Copy exactly, please, each line of the data below until the line that contains "Segment every instance of the white" has been copied, beginning at the top.
___ AVAILABLE DATA
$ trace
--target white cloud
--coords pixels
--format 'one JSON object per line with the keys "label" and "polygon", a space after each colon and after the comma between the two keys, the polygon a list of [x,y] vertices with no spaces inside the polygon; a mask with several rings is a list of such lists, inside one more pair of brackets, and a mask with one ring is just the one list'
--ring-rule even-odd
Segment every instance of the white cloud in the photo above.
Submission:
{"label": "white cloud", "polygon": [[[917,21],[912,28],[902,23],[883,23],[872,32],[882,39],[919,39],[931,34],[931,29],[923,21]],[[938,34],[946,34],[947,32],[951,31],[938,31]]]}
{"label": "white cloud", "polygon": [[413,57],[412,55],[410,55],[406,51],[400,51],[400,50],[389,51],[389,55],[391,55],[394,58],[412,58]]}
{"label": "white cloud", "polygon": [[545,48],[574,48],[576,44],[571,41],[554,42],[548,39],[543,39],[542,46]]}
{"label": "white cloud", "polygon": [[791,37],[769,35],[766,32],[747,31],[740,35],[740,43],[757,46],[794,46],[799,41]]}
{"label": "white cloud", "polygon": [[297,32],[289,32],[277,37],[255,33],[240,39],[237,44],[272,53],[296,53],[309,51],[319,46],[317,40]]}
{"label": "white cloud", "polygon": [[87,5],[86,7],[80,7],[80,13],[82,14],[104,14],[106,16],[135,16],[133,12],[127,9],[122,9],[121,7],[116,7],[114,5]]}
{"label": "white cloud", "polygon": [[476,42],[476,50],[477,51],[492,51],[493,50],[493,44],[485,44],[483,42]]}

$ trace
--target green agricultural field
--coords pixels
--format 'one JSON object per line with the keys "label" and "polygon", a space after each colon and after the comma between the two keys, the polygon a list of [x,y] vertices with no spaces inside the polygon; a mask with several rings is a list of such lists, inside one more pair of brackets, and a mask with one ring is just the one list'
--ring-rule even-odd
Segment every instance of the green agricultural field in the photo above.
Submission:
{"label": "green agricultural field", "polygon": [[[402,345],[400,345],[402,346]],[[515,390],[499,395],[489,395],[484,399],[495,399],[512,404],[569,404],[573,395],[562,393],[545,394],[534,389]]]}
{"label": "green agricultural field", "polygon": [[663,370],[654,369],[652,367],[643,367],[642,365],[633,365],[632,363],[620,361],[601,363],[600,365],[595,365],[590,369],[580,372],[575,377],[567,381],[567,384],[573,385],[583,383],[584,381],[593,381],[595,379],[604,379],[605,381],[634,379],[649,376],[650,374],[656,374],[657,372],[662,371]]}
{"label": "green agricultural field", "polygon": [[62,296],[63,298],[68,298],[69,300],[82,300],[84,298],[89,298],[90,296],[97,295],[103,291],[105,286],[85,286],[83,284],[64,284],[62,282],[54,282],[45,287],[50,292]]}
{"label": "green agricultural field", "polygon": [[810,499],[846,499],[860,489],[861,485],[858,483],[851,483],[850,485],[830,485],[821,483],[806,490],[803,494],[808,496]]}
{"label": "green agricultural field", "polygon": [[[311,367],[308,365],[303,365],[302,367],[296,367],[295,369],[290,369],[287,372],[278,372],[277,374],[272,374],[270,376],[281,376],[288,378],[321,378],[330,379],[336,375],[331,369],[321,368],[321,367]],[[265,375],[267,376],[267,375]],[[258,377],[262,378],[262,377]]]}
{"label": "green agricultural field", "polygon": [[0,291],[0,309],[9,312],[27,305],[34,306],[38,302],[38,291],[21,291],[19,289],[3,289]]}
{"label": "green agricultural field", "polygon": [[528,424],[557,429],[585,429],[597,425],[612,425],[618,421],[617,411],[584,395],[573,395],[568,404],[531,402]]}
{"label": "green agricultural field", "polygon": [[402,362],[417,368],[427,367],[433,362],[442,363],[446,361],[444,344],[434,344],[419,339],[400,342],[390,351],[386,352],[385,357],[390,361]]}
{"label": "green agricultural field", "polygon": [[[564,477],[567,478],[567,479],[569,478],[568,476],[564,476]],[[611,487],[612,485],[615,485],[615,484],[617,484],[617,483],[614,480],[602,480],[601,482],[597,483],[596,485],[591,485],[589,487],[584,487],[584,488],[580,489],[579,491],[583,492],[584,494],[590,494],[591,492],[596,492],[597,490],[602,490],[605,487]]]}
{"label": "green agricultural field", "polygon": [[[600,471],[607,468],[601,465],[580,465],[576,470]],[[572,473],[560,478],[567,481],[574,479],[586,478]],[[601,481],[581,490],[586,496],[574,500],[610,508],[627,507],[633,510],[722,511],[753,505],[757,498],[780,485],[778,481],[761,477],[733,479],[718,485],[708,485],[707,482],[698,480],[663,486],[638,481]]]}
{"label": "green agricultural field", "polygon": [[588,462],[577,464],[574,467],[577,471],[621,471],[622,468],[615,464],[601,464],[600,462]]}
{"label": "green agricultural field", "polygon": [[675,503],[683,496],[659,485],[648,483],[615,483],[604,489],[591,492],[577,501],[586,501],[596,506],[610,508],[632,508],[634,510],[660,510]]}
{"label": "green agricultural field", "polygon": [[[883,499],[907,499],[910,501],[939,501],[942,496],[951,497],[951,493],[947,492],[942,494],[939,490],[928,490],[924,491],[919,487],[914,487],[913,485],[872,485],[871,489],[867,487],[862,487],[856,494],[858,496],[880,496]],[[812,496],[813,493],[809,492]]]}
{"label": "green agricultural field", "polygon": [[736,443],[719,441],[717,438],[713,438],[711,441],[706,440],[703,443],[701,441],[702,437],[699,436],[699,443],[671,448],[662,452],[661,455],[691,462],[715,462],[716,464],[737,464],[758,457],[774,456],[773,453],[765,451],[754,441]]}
______
▶ _REPLY_
$ trace
--target white cloud
--coords pixels
--format 'one JSON object per line with the keys "label" and "polygon", a space after each colon and after the comma between the two keys, the polygon a list of [x,y] vertices with no spaces inside the polygon; a mask with several rings is a list of such lists, inside one more pair of brackets, and a mask with one ring is just the one list'
--ring-rule even-odd
Segment every instance of the white cloud in the photo above.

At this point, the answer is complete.